Supplied text »

########

Rocky Jaiswal - AWS Certified Developer Associate Exam Notes

AWS Certified Developer Associate Exam Notes

05/06/2021

In May 2021 with God's grace I was able to pass the AWS Certified Developer Associate exam. This post will hopefully help you to prepare / revise the main concepts for the exam. This is based on my personal study / opinion and may or may not be the best way to prepare for you :)

I recommend that everyone starts with the exam overview here - https://aws.amazon.com/certification/certified-developer-associate/. Then sign-up for Udemy and start doing the exam course/s that they feel suit them best.

Recommendations

Best course - https://www.udemy.com/course/aws-certified-developer-associate-dva-c01/ by Stephene Maarek
Not just the best course for the exam, by far the best course to learn about AWS serverless features
Study course 1-2 times
Buy any 1-2 practice exams from Udemy - e.g. https://www.udemy.com/course/aws-developer-associate-practice-exams/
If you want to be super prepared, you can also do the relevant course from "acloudguru" (does not hurt but it is not so comprehensive like Stephene Maarek's course)

Notes

I have not covered basic things like - what is AWS, AWS history, EC2 instance types etc.
Basic AWS/Ops knowledge assumed (EC2, Docker, RDBMS etc.)
Things move fast in AWS, double check the information below (specially the numbers)

Route53

DNS manager, like name.com on AWS
Fully managed DNS provider that works well with AWS services
4 types of records supported
- A: hostname to IPv4
- AAAA: hostname to IPv6
- CNAME: hostname to hostname
- Alias: hostname to AWS resource (AWS special)
Global service (not region specific)
For ELB use Alias
TTL for DNS (URL to IP cache)
Lower TTL before migration
CNAME works only for non-root domains
You can't create a CNAME record that has the same name as the hosted zone (the zone apex)

########

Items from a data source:

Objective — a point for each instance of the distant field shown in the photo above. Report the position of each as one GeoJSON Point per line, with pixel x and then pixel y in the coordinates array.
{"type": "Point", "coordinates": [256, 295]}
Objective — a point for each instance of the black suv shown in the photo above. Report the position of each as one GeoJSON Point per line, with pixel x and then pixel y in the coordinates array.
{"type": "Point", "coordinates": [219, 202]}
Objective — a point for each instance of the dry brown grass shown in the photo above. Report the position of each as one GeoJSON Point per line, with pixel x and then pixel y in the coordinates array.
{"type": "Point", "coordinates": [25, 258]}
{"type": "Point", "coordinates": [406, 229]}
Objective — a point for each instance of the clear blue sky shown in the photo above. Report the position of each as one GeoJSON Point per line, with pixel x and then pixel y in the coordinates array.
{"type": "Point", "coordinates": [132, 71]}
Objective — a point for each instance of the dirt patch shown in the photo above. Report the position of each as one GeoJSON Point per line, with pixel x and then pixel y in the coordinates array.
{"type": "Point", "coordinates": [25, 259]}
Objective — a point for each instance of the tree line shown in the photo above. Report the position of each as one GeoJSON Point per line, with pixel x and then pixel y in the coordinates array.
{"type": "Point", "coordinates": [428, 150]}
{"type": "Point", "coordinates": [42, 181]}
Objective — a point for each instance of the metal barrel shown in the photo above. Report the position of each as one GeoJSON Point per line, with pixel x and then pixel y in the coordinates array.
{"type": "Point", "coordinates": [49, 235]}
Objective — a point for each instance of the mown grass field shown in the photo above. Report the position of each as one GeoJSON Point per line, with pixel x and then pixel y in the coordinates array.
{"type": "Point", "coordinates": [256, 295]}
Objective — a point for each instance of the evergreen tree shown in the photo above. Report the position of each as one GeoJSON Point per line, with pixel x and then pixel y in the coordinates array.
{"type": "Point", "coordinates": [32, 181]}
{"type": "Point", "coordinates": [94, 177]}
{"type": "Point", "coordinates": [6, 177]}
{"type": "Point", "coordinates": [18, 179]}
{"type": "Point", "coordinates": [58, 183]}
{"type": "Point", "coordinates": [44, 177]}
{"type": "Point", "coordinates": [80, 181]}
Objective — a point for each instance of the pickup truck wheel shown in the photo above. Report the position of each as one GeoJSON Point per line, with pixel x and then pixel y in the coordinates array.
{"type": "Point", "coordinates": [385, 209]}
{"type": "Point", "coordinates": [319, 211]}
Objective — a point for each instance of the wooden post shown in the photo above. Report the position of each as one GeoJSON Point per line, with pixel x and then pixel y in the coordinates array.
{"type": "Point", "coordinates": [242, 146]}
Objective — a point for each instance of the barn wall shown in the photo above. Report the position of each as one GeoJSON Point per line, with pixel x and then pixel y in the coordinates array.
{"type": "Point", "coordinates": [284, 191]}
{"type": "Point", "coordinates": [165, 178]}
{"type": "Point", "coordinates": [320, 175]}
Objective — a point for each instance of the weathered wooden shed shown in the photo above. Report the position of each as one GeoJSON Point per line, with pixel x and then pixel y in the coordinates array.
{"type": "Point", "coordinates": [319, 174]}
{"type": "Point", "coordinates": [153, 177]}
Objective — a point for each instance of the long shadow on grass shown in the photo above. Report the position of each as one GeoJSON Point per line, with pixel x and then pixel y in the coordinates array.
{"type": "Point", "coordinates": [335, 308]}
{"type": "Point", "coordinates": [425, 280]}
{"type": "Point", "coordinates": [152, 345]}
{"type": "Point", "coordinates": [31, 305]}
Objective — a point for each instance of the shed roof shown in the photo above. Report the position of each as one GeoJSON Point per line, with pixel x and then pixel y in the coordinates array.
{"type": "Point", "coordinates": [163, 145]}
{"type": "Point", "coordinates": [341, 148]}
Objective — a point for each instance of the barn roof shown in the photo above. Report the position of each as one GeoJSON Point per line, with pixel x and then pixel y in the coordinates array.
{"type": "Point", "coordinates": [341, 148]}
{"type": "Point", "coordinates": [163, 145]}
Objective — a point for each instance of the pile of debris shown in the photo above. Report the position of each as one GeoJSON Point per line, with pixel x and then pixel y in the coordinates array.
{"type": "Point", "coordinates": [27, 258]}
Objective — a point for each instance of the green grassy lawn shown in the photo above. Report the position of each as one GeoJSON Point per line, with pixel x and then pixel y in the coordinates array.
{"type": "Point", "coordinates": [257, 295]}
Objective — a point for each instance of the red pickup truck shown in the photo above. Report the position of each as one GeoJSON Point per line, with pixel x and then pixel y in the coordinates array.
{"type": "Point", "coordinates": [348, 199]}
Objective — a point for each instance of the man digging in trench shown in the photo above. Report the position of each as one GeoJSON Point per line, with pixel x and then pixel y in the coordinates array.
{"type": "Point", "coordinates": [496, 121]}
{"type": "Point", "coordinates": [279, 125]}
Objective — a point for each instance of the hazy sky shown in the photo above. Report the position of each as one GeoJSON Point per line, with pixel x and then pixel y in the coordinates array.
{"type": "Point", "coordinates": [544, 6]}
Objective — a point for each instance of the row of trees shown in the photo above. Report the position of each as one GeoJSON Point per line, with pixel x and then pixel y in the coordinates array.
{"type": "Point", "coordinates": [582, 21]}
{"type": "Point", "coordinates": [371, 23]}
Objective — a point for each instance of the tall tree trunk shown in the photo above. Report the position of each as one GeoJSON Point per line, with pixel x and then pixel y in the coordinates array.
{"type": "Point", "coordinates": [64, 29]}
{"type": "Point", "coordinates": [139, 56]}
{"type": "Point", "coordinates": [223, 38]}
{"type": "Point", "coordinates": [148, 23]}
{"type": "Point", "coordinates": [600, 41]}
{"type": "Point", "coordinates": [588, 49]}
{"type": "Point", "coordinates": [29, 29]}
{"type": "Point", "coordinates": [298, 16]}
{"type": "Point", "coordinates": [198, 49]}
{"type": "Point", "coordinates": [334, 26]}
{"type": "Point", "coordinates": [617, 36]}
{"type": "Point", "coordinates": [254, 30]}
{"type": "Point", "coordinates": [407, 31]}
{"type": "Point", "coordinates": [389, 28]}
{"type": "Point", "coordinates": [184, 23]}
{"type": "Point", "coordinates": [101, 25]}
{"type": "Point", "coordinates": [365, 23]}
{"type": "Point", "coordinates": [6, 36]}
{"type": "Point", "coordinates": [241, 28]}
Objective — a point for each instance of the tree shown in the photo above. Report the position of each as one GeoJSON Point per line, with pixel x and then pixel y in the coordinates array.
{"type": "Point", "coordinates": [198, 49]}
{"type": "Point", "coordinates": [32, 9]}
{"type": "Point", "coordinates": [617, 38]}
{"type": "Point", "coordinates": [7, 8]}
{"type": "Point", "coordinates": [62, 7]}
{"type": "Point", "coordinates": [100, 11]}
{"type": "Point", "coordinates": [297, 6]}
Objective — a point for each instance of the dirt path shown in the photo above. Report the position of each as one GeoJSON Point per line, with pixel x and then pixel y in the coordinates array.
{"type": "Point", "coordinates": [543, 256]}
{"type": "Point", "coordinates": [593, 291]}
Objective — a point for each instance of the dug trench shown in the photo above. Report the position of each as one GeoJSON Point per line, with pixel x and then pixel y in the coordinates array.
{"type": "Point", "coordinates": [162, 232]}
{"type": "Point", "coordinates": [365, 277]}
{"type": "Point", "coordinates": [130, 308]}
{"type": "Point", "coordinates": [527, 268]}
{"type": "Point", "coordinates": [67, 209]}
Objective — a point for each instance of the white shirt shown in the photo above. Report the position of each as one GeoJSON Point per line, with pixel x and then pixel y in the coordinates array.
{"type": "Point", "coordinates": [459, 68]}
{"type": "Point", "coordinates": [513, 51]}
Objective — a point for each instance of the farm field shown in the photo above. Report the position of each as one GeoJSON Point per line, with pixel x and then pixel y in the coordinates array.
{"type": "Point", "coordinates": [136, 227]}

########

Your tasks »
- a) From the exam notes, reproduce word for word the passage that begins at the words "Rocky Jaiswal - AWS" and stops after the words "prepare for you :)".
- b) Answer these questions using the exam notes:
(i) In what month and year was the AWS Certified Developer Associate exam passed?
(ii) Which Route53 record type maps a hostname to IPv6?
(iii) What should be lowered before a migration?
The records above stand apart from the exam notes and are separate material.

Responses in order »
- a)
Rocky Jaiswal - AWS Certified Developer Associate Exam Notes

AWS Certified Developer Associate Exam Notes

05/06/2021

In May 2021 with God's grace I was able to pass the AWS Certified Developer Associate exam. This post will hopefully help you to prepare / revise the main concepts for the exam. This is based on my personal study / opinion and may or may not be the best way to prepare for you :)

- b)
(i) May 2021
(ii) AAAA
(iii) TTL